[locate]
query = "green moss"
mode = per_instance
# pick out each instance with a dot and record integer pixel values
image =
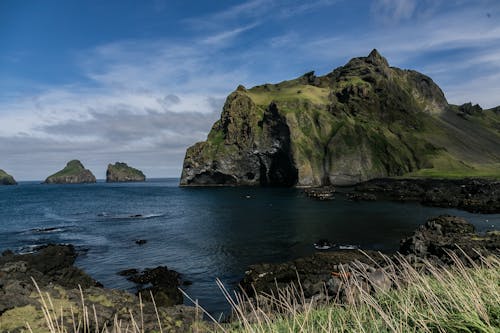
(73, 167)
(264, 95)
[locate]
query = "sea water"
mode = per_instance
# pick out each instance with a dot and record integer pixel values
(203, 233)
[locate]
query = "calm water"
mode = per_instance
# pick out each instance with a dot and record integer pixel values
(203, 233)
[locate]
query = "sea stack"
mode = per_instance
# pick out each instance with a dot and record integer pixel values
(121, 172)
(6, 179)
(73, 173)
(363, 120)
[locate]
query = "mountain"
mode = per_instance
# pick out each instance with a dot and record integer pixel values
(121, 172)
(73, 173)
(362, 121)
(6, 179)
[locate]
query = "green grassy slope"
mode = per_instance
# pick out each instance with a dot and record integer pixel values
(363, 120)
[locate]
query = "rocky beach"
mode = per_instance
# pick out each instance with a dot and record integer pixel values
(323, 277)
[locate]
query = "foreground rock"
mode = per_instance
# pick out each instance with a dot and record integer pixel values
(73, 173)
(473, 195)
(121, 172)
(438, 236)
(52, 268)
(163, 284)
(327, 276)
(364, 120)
(6, 179)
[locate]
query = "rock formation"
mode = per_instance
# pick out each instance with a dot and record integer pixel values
(6, 179)
(362, 121)
(73, 173)
(52, 268)
(432, 242)
(121, 172)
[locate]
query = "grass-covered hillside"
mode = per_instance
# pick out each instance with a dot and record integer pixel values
(363, 120)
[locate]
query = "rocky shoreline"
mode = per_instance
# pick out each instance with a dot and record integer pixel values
(324, 276)
(328, 276)
(52, 267)
(475, 195)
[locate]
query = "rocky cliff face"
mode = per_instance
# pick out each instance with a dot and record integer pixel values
(73, 173)
(121, 172)
(364, 120)
(6, 179)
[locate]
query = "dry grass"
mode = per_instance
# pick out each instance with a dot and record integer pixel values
(452, 299)
(427, 299)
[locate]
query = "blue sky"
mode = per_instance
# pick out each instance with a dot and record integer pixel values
(140, 81)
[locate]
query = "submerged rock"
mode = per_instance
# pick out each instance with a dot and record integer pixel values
(73, 173)
(164, 285)
(121, 172)
(362, 121)
(6, 179)
(330, 276)
(473, 195)
(52, 269)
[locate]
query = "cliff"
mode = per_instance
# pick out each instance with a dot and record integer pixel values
(362, 121)
(121, 172)
(6, 179)
(73, 173)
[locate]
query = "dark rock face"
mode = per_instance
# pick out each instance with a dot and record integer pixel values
(266, 160)
(473, 195)
(52, 268)
(362, 121)
(443, 234)
(73, 173)
(121, 172)
(6, 179)
(326, 276)
(164, 283)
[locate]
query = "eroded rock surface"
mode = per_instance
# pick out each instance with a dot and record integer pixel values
(73, 173)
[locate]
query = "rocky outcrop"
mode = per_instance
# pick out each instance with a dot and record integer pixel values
(363, 120)
(473, 195)
(121, 172)
(443, 234)
(162, 282)
(6, 179)
(326, 277)
(52, 269)
(73, 173)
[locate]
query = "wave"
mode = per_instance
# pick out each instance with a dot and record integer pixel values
(133, 216)
(48, 230)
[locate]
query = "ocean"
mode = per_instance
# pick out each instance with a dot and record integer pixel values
(203, 233)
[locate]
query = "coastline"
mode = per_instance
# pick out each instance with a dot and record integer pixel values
(52, 268)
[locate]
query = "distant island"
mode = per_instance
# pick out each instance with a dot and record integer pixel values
(362, 121)
(73, 173)
(121, 172)
(6, 179)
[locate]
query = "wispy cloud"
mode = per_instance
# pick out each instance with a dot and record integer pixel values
(146, 100)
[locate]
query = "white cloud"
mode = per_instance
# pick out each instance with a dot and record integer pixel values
(149, 99)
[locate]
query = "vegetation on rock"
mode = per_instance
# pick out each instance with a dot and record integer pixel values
(121, 172)
(364, 120)
(73, 173)
(6, 179)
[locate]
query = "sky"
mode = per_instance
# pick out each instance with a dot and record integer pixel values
(140, 81)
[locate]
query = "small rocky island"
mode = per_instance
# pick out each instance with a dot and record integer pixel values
(121, 172)
(6, 179)
(73, 173)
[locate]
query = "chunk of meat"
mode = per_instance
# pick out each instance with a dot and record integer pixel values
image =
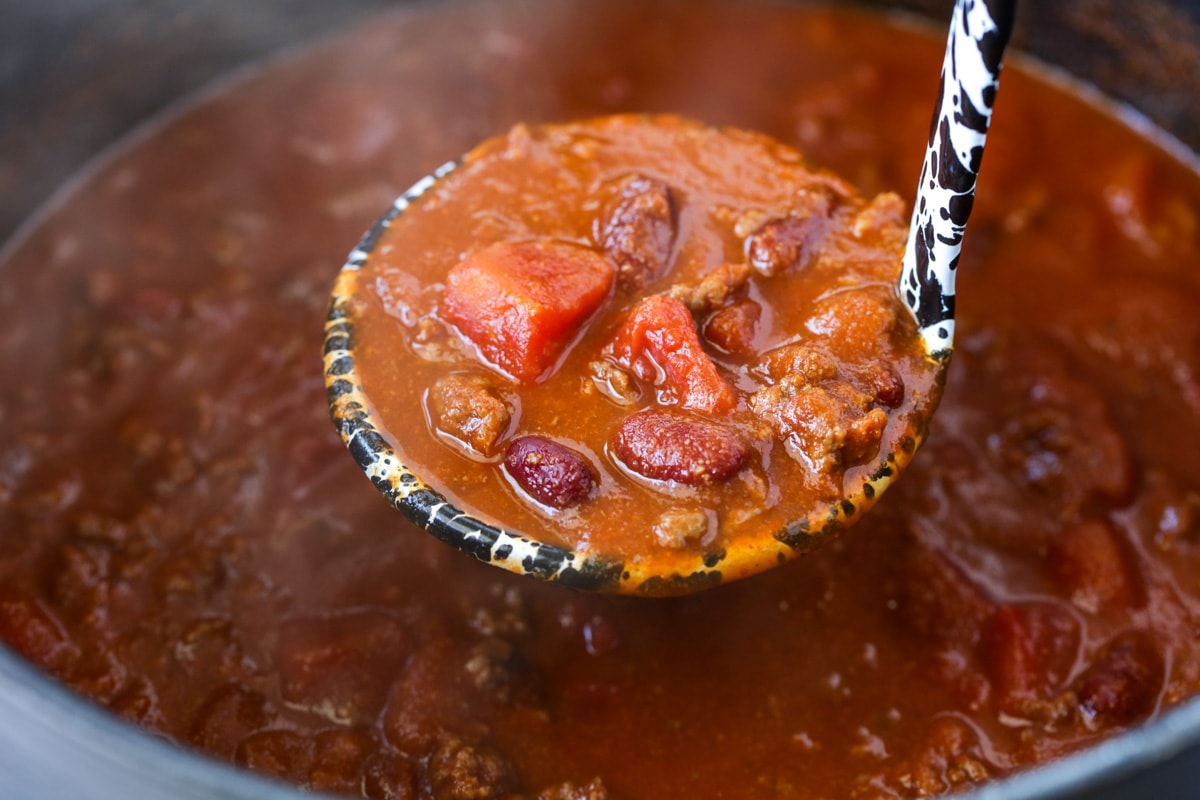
(948, 757)
(732, 329)
(855, 322)
(939, 600)
(522, 302)
(814, 366)
(472, 409)
(713, 289)
(1062, 443)
(459, 770)
(1087, 560)
(551, 474)
(613, 382)
(283, 753)
(339, 757)
(825, 426)
(666, 445)
(1122, 683)
(682, 527)
(331, 666)
(658, 342)
(389, 776)
(228, 714)
(593, 789)
(639, 230)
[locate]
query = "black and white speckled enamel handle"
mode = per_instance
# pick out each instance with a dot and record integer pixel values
(978, 35)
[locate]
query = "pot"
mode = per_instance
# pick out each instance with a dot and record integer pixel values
(77, 74)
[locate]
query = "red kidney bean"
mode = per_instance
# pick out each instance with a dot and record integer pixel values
(640, 230)
(672, 446)
(551, 474)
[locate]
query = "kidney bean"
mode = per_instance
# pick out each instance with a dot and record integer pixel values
(640, 229)
(551, 474)
(671, 446)
(785, 242)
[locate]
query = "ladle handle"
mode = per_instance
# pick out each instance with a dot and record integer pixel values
(979, 31)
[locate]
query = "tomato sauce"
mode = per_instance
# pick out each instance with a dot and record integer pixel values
(185, 541)
(640, 334)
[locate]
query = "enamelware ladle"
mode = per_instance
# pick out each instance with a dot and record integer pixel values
(978, 34)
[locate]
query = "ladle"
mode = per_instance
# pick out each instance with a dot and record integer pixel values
(978, 34)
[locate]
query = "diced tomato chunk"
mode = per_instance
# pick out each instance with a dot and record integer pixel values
(1029, 649)
(658, 341)
(521, 304)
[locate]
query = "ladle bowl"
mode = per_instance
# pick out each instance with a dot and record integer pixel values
(978, 34)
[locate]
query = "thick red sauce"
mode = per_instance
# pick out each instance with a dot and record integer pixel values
(184, 540)
(639, 335)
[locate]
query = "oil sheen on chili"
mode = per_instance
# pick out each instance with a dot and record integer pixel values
(185, 541)
(639, 332)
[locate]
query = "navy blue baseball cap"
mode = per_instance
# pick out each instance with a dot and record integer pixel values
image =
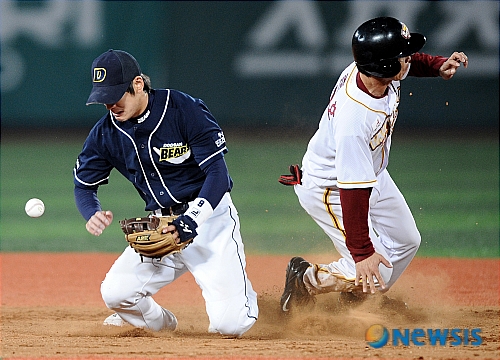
(112, 73)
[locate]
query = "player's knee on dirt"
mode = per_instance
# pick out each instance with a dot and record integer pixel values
(232, 319)
(227, 326)
(117, 297)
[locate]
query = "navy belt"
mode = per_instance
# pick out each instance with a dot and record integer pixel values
(177, 209)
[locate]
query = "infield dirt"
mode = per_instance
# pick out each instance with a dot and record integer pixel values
(52, 309)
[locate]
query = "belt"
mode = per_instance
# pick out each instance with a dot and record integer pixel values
(177, 209)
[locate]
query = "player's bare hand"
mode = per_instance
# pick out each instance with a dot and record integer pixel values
(172, 229)
(367, 272)
(98, 222)
(450, 66)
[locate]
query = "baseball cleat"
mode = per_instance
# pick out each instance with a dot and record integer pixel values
(351, 299)
(295, 292)
(393, 304)
(114, 320)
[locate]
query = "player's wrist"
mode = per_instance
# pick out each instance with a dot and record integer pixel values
(186, 228)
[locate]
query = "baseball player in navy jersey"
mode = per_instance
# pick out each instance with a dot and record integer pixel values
(170, 147)
(343, 183)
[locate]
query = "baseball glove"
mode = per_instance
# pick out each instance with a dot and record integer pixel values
(145, 235)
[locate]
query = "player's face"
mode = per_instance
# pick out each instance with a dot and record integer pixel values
(129, 106)
(405, 67)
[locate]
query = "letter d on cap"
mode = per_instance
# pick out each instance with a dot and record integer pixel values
(99, 74)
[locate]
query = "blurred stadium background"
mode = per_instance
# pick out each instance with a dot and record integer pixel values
(265, 69)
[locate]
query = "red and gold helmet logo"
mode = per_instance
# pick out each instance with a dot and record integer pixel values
(405, 32)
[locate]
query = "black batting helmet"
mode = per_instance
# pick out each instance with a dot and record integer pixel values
(378, 44)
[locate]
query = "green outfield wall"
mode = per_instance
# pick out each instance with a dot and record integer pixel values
(254, 63)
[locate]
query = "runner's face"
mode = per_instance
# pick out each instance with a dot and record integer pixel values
(129, 106)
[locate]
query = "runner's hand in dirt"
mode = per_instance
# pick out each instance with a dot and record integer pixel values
(367, 270)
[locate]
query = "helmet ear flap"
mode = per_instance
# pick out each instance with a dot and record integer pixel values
(386, 68)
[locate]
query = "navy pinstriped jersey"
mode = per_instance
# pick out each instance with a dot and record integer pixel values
(163, 153)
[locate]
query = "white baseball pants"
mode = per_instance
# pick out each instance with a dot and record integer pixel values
(216, 259)
(393, 233)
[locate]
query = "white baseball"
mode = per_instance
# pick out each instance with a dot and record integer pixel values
(34, 207)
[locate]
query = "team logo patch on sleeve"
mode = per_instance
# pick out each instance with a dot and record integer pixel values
(173, 153)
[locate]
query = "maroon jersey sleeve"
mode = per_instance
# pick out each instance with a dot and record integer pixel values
(355, 204)
(424, 65)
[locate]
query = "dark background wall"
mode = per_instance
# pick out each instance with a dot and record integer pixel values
(255, 64)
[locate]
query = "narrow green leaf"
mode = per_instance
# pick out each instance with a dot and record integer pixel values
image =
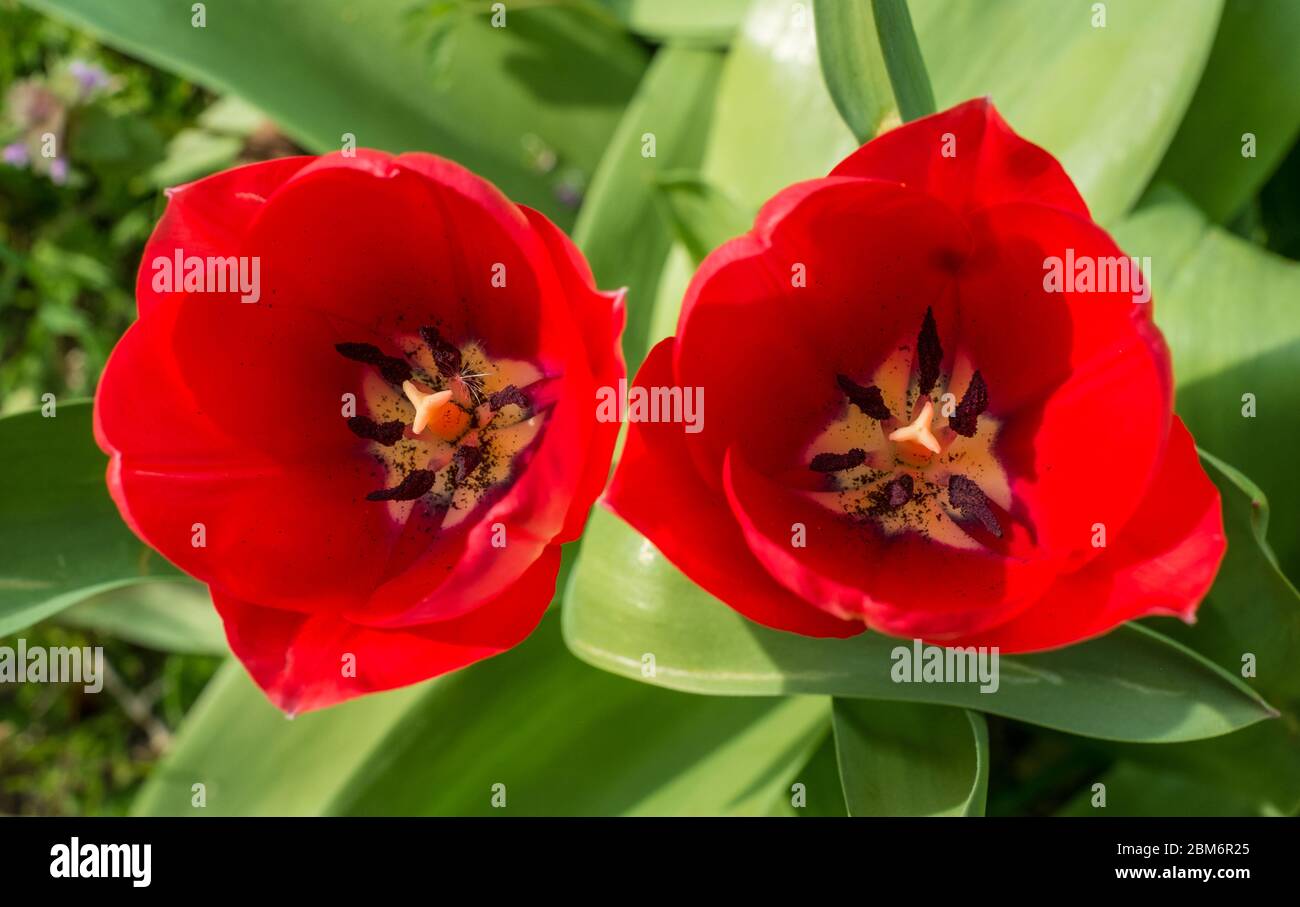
(902, 59)
(61, 538)
(1252, 610)
(1246, 113)
(1249, 620)
(562, 737)
(902, 759)
(624, 599)
(853, 65)
(700, 216)
(529, 105)
(167, 616)
(618, 229)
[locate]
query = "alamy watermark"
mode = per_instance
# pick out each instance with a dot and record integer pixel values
(53, 664)
(1091, 273)
(215, 273)
(651, 404)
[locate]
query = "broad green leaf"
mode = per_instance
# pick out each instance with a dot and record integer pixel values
(775, 121)
(563, 738)
(167, 616)
(619, 230)
(1229, 313)
(529, 105)
(1104, 100)
(902, 759)
(1248, 89)
(711, 22)
(61, 538)
(1252, 608)
(1252, 611)
(624, 599)
(700, 216)
(817, 792)
(853, 65)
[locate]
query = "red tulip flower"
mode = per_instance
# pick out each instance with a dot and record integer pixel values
(373, 448)
(914, 425)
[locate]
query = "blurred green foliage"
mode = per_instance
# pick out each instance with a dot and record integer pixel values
(72, 234)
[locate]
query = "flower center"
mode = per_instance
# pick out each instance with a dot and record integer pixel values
(446, 422)
(931, 471)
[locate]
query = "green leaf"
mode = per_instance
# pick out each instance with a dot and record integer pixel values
(529, 105)
(776, 122)
(1139, 790)
(167, 616)
(711, 22)
(61, 538)
(1229, 313)
(853, 65)
(1252, 608)
(563, 738)
(624, 598)
(701, 216)
(902, 759)
(1248, 87)
(619, 230)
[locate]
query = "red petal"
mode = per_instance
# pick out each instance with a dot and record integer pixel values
(875, 256)
(1162, 563)
(658, 491)
(599, 317)
(299, 660)
(989, 163)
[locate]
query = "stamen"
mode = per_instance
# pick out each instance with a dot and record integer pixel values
(445, 355)
(970, 502)
(930, 354)
(867, 399)
(507, 395)
(384, 433)
(466, 459)
(416, 484)
(835, 463)
(974, 402)
(892, 495)
(436, 411)
(394, 370)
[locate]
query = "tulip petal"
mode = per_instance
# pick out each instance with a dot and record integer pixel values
(658, 491)
(969, 157)
(307, 662)
(1161, 564)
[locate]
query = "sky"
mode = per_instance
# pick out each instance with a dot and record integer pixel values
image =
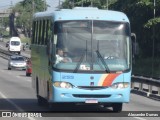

= = = =

Do this | Report every line above that contains the word "white", copying each one in full.

Response |
query = "white cloud"
query = "black and white speckled enamel handle"
query = "white baseball pants"
query = "white baseball"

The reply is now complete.